__GOAL OF THE EXERCISE__
State the number of lines in the following data that contain the string "stagecoach", and nothing else.

[Dataset entries]
★ ★ ★ ★ ★ ★ ★
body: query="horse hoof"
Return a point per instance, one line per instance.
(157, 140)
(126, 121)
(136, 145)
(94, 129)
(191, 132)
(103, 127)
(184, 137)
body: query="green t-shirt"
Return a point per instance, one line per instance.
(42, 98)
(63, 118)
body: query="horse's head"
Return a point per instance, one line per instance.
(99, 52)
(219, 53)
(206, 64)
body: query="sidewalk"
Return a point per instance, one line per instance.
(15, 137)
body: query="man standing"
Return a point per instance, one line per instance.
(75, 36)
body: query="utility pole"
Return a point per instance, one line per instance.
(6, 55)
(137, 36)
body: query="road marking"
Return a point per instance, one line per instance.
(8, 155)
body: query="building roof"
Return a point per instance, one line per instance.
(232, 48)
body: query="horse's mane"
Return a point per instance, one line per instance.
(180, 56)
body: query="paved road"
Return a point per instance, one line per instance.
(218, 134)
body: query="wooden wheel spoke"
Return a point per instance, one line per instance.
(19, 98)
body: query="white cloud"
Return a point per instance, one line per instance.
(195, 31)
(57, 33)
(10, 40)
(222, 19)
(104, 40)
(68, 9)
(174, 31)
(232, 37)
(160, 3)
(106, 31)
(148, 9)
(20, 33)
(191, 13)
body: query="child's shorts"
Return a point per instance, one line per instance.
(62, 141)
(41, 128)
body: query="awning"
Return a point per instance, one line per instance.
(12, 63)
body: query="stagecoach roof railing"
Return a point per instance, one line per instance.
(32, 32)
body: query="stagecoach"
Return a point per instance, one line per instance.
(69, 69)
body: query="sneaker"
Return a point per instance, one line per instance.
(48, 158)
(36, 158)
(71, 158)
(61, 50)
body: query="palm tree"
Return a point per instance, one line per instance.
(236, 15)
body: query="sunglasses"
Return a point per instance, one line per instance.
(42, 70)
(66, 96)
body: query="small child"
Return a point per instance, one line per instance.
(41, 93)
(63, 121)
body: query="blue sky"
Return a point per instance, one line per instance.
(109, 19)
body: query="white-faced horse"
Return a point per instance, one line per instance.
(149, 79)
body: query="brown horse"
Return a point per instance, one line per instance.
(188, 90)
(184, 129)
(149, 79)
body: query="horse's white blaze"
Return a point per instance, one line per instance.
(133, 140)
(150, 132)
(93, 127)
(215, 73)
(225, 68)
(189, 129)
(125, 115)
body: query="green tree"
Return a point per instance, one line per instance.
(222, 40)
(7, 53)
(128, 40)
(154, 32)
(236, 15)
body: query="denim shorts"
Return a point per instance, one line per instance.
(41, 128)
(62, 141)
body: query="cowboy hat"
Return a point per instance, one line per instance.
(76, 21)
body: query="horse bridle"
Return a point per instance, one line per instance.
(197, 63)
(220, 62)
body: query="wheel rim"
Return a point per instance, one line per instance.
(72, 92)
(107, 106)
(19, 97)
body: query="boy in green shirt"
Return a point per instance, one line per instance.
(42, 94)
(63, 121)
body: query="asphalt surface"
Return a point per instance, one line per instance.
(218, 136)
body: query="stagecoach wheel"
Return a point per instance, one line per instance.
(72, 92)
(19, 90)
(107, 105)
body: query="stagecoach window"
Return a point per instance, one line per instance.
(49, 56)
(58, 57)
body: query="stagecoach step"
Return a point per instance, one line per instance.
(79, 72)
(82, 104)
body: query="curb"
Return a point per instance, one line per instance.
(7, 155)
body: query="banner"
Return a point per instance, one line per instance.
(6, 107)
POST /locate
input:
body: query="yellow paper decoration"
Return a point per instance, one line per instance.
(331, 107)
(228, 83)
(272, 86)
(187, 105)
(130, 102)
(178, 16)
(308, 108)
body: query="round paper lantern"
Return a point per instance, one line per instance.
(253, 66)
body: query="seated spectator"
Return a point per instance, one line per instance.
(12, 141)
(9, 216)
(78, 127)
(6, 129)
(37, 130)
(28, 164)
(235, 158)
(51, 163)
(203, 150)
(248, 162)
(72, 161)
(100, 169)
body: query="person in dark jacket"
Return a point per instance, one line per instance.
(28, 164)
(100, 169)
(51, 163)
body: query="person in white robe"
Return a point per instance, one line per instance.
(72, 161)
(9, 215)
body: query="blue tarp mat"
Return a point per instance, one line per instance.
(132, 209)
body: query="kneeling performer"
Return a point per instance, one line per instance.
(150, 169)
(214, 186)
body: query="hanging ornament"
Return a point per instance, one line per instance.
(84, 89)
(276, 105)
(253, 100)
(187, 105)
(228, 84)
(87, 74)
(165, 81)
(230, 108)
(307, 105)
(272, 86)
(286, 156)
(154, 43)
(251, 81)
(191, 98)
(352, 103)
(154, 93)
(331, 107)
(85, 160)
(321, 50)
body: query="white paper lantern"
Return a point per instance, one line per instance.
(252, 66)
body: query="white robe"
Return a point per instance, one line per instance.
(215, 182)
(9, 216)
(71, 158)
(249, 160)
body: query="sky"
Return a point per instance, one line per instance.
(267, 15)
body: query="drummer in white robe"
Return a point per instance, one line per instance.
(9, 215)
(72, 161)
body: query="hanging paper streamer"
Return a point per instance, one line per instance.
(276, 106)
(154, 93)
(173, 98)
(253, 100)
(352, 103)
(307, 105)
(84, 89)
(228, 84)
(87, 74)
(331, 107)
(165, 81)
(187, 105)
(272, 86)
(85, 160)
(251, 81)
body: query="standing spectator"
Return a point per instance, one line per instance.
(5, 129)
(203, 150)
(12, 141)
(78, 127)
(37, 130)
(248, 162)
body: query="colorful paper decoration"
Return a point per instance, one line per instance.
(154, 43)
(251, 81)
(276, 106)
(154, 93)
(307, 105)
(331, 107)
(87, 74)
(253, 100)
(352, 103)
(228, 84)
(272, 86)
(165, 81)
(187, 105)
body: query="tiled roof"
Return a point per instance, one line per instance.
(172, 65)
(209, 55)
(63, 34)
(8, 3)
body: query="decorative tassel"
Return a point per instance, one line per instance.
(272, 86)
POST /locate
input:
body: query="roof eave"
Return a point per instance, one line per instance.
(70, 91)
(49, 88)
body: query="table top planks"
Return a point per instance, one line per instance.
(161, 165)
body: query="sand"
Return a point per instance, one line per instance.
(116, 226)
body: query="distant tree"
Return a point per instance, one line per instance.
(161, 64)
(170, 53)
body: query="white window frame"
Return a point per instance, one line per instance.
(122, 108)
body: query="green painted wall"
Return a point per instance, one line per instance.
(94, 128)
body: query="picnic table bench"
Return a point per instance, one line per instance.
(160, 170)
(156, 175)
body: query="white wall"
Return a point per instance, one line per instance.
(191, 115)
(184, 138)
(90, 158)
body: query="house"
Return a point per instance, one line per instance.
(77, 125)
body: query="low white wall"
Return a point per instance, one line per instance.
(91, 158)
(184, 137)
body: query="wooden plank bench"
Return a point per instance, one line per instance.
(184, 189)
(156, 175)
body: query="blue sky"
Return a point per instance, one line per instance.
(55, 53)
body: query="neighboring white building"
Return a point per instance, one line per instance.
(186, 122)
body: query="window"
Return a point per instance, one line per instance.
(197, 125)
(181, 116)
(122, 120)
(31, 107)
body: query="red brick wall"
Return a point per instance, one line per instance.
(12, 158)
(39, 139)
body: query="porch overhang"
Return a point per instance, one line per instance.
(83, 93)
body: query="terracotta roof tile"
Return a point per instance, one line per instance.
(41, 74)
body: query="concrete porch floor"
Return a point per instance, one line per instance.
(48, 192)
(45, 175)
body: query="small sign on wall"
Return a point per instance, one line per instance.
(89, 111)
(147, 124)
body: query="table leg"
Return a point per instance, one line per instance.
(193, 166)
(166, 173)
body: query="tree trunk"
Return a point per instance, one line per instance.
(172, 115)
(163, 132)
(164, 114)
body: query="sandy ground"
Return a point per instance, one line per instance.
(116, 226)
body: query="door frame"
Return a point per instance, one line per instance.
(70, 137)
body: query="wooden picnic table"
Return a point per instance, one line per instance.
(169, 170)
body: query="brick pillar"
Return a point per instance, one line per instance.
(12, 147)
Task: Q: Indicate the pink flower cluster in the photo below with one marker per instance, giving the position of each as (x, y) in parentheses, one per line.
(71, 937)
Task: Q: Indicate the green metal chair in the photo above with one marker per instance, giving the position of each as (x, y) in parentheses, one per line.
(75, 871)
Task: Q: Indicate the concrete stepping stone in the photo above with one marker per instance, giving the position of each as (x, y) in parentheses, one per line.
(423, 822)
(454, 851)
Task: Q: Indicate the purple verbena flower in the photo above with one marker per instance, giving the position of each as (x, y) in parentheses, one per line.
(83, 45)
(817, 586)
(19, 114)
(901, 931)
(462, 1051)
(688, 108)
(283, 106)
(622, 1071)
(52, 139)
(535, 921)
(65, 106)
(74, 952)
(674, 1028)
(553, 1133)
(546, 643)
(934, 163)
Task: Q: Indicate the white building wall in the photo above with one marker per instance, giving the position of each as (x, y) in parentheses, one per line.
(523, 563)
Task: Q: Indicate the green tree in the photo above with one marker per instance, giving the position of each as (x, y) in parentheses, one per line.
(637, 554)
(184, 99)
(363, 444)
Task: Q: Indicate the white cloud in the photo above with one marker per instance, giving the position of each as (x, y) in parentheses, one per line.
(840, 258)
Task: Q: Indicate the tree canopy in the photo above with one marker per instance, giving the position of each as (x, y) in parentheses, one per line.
★ ★ ★ ★ ★ ★ ★
__RESULT BELOW__
5